▶ [Exercise aim] Copy every line from the one containing "For the dataset, tag each instance of the wooden table" through the last line of the records below, both included, and nothing else.

▶ [Supplied records]
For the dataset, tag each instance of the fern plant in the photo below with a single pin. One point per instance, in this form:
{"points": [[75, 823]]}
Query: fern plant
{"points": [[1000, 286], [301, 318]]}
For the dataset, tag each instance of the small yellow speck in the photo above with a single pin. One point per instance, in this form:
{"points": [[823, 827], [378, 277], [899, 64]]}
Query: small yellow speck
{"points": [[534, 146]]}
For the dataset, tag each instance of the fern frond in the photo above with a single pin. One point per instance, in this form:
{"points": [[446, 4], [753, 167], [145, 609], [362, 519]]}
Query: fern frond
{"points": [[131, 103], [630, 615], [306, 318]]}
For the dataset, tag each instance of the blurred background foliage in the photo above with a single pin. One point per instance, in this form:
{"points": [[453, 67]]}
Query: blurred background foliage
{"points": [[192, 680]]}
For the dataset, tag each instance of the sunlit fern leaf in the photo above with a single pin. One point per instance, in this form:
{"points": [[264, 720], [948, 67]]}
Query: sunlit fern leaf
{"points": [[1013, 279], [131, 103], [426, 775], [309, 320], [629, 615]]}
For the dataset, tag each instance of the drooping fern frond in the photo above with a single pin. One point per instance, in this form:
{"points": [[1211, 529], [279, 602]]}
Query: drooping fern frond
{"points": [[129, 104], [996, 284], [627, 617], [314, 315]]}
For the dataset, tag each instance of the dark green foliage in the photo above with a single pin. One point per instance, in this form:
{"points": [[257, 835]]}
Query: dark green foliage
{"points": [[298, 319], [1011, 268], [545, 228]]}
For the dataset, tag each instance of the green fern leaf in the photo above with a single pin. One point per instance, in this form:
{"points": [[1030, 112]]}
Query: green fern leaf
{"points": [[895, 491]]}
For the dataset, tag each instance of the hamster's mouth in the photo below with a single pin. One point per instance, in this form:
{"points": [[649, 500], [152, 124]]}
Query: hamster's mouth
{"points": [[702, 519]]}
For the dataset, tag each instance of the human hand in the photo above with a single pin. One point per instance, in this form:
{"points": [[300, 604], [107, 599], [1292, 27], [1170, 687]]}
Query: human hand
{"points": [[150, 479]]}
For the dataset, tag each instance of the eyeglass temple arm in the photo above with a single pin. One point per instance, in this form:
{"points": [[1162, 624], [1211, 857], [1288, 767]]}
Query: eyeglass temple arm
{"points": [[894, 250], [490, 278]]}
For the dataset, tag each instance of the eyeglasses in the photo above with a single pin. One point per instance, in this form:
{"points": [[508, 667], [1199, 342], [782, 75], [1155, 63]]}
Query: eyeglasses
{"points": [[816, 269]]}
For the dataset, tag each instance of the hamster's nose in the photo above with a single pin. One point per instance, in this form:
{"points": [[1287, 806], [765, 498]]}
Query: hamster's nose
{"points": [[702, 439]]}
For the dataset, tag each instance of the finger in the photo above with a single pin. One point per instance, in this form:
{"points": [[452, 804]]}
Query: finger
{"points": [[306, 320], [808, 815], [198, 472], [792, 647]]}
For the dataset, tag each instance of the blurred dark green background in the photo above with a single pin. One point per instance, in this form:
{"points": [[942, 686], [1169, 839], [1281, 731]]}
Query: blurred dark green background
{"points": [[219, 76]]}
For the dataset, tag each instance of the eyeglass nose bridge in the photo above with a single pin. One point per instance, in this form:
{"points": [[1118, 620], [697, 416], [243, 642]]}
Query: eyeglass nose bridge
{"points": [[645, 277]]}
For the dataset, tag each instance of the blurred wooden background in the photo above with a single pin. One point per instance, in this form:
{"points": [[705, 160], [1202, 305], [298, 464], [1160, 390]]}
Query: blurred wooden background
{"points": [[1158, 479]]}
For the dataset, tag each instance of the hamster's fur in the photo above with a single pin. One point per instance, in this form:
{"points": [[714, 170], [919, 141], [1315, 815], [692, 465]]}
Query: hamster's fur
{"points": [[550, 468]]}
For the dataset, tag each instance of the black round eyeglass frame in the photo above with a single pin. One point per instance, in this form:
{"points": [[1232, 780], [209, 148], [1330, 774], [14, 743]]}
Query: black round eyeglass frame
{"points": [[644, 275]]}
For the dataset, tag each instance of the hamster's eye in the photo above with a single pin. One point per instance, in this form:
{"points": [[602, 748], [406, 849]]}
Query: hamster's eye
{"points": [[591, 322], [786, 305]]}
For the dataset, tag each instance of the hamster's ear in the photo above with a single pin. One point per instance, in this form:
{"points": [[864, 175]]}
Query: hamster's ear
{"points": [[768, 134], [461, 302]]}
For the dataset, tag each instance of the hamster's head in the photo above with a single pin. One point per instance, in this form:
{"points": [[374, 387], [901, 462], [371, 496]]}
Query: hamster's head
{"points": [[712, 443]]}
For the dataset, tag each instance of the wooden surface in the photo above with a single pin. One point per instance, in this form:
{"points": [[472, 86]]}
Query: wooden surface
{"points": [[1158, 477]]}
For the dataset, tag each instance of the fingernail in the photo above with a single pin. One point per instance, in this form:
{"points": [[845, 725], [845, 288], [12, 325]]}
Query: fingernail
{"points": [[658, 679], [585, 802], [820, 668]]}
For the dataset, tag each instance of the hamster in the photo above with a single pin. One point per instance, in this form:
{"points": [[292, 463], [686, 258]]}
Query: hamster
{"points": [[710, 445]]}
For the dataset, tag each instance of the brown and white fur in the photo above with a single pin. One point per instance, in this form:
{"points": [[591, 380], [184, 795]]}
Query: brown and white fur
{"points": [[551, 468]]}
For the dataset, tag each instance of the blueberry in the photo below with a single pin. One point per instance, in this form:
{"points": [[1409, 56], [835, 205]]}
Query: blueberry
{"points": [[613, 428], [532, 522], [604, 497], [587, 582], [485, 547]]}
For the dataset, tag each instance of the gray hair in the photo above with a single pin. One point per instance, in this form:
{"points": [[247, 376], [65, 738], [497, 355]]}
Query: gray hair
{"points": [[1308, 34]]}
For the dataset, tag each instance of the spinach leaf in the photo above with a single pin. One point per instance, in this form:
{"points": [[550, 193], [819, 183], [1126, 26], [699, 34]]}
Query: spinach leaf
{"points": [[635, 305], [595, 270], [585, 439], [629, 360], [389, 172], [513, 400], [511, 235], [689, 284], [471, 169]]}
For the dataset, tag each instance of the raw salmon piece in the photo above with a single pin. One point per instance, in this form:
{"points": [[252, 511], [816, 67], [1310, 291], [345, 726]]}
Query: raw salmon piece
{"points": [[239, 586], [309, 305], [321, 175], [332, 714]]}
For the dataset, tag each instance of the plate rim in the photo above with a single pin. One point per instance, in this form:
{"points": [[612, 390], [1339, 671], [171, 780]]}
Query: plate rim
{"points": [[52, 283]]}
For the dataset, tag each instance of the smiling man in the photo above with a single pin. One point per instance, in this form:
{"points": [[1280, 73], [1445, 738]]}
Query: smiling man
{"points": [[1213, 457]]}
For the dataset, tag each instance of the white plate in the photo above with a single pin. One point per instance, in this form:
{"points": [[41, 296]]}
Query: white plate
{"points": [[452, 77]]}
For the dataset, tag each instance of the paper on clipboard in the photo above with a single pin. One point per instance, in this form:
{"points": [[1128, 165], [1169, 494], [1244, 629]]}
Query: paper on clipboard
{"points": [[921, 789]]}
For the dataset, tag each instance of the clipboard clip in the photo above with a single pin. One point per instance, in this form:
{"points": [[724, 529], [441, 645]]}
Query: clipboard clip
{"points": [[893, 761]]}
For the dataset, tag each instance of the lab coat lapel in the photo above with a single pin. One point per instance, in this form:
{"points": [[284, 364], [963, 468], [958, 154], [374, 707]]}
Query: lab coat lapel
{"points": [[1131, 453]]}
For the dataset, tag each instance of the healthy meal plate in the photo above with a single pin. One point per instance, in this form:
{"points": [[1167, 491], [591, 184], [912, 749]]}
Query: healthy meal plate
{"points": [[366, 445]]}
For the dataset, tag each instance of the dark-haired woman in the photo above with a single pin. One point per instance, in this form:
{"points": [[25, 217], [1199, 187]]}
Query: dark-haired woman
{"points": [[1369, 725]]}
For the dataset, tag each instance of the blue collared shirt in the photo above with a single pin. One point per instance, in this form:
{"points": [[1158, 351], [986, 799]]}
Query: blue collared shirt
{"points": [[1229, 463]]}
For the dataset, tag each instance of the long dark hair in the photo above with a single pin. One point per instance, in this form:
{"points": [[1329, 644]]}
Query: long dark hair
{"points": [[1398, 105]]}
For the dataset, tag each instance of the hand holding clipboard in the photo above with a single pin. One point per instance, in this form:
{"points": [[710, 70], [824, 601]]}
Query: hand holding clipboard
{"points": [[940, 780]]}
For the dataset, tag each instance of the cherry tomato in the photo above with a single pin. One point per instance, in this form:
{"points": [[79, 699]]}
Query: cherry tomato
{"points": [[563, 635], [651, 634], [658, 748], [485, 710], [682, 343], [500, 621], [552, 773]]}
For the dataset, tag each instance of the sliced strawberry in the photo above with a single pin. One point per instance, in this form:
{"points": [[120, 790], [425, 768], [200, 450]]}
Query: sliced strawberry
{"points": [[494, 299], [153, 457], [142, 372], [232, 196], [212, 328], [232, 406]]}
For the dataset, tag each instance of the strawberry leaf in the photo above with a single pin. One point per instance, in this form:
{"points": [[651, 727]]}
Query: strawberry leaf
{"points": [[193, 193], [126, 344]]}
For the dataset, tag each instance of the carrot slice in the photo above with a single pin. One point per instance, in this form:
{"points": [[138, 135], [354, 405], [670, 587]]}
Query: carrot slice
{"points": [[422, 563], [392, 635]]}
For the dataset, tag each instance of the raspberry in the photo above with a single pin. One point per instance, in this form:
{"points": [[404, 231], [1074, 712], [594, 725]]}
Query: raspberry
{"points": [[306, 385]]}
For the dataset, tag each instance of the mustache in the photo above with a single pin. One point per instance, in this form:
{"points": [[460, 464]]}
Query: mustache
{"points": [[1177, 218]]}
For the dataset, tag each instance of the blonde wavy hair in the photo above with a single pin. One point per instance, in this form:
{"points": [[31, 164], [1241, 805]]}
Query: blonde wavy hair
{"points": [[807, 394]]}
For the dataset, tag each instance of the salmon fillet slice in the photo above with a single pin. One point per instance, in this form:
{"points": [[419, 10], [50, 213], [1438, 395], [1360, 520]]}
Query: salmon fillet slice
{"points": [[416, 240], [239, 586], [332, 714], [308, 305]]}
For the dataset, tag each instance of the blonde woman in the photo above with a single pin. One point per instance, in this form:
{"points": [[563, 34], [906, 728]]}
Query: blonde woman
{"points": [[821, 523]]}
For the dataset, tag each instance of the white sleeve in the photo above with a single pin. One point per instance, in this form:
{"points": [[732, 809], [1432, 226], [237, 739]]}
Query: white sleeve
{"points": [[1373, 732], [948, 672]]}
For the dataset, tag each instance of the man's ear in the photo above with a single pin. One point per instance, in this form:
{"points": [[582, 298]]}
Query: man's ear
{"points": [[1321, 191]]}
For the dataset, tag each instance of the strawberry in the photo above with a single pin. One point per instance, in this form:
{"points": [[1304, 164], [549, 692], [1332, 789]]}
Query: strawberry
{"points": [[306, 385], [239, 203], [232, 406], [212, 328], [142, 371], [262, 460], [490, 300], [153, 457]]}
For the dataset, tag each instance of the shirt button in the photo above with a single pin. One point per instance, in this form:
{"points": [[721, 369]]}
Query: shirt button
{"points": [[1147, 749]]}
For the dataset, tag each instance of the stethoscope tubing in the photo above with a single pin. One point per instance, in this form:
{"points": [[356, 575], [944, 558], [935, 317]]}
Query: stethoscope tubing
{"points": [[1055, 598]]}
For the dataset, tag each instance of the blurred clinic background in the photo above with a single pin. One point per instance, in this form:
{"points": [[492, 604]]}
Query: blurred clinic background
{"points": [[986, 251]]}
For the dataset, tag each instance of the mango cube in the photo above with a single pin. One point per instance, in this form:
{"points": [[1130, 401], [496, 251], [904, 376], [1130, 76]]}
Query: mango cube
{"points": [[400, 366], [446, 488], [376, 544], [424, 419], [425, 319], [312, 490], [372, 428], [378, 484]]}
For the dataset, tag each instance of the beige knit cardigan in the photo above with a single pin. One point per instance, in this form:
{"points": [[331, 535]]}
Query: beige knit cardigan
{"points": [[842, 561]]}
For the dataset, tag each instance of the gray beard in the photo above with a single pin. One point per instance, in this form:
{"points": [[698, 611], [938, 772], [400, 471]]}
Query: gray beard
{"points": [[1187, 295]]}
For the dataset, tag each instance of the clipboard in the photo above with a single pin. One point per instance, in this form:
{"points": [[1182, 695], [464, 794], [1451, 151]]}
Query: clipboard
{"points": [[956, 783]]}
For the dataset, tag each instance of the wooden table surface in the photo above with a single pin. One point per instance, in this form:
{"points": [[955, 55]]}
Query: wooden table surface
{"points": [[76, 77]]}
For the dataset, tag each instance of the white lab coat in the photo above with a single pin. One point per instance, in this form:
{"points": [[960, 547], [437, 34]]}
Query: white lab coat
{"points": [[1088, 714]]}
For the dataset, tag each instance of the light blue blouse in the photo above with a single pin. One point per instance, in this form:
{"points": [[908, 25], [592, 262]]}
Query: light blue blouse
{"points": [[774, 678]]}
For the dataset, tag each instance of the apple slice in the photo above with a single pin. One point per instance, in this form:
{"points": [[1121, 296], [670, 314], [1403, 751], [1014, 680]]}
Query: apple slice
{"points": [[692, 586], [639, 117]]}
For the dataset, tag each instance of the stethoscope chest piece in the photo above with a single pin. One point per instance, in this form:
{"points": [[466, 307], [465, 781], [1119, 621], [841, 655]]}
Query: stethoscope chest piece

▶ [Solution]
For the dataset, tag each instance of the wooden table surface in the photo above with a single pin. One point per instance, in this form:
{"points": [[955, 55]]}
Query: wooden table surface
{"points": [[76, 77]]}
For the dataset, tag each instance of the white lab coat in the photo above with a single pin. One point per instance, in this form:
{"points": [[960, 547], [437, 34]]}
Query: white lab coat
{"points": [[1088, 714]]}
For the dataset, tag each instance of the light blue blouse in the photo above with a single pin. One point per instance, in this form:
{"points": [[908, 25], [592, 262]]}
Query: light blue blouse
{"points": [[774, 678]]}
For the dataset, tag each instance of the apple slice in the photo above with a single pin. One point per instance, in this form:
{"points": [[1121, 296], [670, 314], [1403, 751], [1014, 680]]}
Query: apple slice
{"points": [[692, 586], [639, 117]]}
For the dataset, tag each instance of the stethoscope chest piece in the photo above with a single pin. One point per instance, in this form:
{"points": [[466, 307], [465, 781], [1119, 621], [841, 655]]}
Query: stethoscope chest piece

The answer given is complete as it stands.